--- TASK BRIEF ---
Reproduce every line of the items below word for word, keeping their original order.

## begin

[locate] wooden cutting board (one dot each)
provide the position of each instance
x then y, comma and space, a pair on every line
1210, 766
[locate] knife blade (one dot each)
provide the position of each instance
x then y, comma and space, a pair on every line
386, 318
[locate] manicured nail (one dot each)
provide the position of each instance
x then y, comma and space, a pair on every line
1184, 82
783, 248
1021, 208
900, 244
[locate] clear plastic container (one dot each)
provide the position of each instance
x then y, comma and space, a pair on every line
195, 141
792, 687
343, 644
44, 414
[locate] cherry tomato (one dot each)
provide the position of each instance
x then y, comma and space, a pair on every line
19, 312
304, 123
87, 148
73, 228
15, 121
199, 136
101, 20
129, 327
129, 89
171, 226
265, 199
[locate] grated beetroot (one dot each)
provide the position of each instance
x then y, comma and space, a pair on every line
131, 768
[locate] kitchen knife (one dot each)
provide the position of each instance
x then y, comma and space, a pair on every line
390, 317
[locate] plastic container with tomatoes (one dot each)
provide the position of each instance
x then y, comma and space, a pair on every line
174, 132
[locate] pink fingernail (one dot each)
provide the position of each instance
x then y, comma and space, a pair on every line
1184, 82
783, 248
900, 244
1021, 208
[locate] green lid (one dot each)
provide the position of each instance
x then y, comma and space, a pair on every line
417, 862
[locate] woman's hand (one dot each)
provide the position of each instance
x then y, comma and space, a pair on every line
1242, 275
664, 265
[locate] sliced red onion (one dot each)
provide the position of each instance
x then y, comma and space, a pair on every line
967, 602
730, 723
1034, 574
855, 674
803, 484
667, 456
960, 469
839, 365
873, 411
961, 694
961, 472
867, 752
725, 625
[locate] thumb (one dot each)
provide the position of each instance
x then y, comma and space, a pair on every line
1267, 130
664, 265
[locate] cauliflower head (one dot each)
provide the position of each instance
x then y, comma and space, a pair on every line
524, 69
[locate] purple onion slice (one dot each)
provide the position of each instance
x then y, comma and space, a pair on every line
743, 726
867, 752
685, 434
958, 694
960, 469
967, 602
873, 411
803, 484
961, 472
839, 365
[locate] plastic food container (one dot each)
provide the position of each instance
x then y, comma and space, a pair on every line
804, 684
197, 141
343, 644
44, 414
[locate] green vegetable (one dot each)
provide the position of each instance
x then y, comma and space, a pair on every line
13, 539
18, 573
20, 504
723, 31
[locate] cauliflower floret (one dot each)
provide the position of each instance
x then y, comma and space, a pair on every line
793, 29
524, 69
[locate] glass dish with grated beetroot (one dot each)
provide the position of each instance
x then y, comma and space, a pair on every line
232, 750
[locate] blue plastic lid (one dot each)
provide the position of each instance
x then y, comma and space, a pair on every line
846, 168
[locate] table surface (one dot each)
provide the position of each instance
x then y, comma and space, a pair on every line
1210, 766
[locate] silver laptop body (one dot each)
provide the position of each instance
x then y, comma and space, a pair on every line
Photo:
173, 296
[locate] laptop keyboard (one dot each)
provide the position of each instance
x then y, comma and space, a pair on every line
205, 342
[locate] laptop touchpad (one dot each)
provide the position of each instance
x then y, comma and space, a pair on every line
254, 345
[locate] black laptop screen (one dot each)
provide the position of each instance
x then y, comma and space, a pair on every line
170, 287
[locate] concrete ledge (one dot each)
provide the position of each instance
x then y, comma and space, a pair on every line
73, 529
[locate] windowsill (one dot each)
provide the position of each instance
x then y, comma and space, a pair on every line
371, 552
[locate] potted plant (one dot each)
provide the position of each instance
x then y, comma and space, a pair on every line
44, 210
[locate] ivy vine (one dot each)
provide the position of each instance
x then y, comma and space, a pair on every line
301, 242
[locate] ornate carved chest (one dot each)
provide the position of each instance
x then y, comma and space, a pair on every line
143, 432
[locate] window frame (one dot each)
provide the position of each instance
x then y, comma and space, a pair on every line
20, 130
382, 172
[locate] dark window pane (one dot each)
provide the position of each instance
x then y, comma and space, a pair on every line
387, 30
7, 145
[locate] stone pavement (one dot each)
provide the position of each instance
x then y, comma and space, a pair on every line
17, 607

## end

--- PROBLEM SOLUTION ---
[locate] wooden cutting board (one dot each)
provide the position of each instance
x then y, comma and space, a pair on every line
1210, 766
[locate] knife blade (one dot each)
provide the position of each instance
x then y, comma and space, a pair on every line
386, 318
[locate] manicured nail (one dot each)
provide the position of each instance
x then y, comma and space, a pair on every line
1184, 82
783, 248
1021, 208
900, 244
[locate] clear plastic container (one dot each)
provide the position of each instance
x then y, comma and space, a pair on every line
195, 141
792, 687
343, 644
44, 414
[locate] cherry tomato (one dot each)
provide the position of each instance
x then y, comma and space, a pair on every line
19, 312
304, 123
87, 148
73, 228
15, 121
199, 136
101, 20
129, 327
129, 89
171, 226
265, 199
[locate] grated beetroot (one dot each)
provide the position of each instance
x then y, comma and space, a pair on every line
131, 768
[locate] kitchen knife (one dot each)
provide the position of each instance
x then y, comma and space, a pair on every line
390, 317
[locate] plastic container with tomatoes (one dot each)
provide the position of each instance
x then y, comma and space, a pair on every line
174, 132
[locate] pink fingernail (one dot each)
provide the position of each instance
x then y, comma and space, a pair on every line
1184, 82
783, 248
900, 244
1021, 208
[locate] green lid (one dot each)
provide the position of each instance
x then y, comma and space, a pair on every line
417, 862
[locate] woman's hand (one dot each)
provide the position of each instance
x then y, comma and space, a pair on every line
1242, 275
664, 265
[locate] sliced red onion (one dot each)
provide the position of each instance
x then y, comma and space, a pair on every line
967, 602
730, 723
1034, 574
855, 674
803, 484
667, 456
960, 469
839, 365
873, 411
961, 694
961, 472
867, 752
725, 625
[locate] thumb (one dot each)
provide the position of each instance
x then y, comma and space, a pair on every line
1267, 130
664, 265
[locate] cauliflower head (one dot each)
provide the position of each instance
x then y, comma and space, a pair on every line
524, 69
[locate] purple onion slice (one dot each)
provide the position of each instance
x then y, comma and space, a pair on every line
743, 726
867, 752
685, 434
958, 694
960, 469
967, 602
873, 411
803, 484
961, 472
839, 365
[locate] plastic food container (one dot each)
provide the position of each instance
x then y, comma and space, a pair on every line
804, 684
197, 141
343, 644
44, 414
[locate] green vegetable (one dot each)
provide the position of each instance
x then y, comma and space, a pair on every line
13, 539
18, 573
20, 504
723, 31
[locate] cauliflower floret (one dot each)
provide the position of each instance
x then y, comma and space, a pair on every line
793, 29
524, 69
[locate] glass dish with grated beetroot (one dot each)
provide the position of each instance
x then y, comma and space, a pair on every line
232, 750
[locate] blue plastic lid (one dot each)
provide the position of each instance
x then y, comma and space, a pair on every line
846, 168
[locate] table surface (one dot each)
provide the position of each instance
x then y, comma and space, a pair on every line
1210, 766
[locate] silver laptop body (one dot each)
provide the position of each instance
x then y, comma and space, a pair on every line
Photo:
173, 296
[locate] laptop keyboard (one dot each)
provide the position of each instance
x then y, comma and space, a pair on every line
205, 342
[locate] laptop touchpad (one dot each)
provide the position of each instance
x then y, comma and space, a pair on every line
254, 345
[locate] black laptop screen (one dot each)
provide the position of each instance
x then y, comma and space, a pair on every line
170, 287
[locate] concrete ledge (one dot each)
provide the position of each instance
x then y, comma and space, a pair on every line
73, 529
[locate] windowsill (one dot each)
provide the position of each instance
x then y, comma and space, a pair on every line
371, 552
[locate] potted plant (one dot each)
provide the position of each instance
x then y, comma and space, a pair on every line
44, 210
[locate] ivy vine (one dot each)
provide the position of each instance
x then y, comma and space, a pair on every line
301, 242
[locate] ornate carved chest (one dot each)
provide the position of each instance
x then y, comma and space, a pair on every line
143, 432
[locate] window frame (one dot each)
provide the position of each instance
x then y, comma and space, a pair on every line
20, 130
382, 172
[locate] dark window pane (one dot each)
provide the position of each instance
x then y, comma and space, a pair on every line
387, 30
7, 145
[locate] stone pavement (one dot each)
provide the position of each instance
x then y, comma and space, a pair on every line
17, 607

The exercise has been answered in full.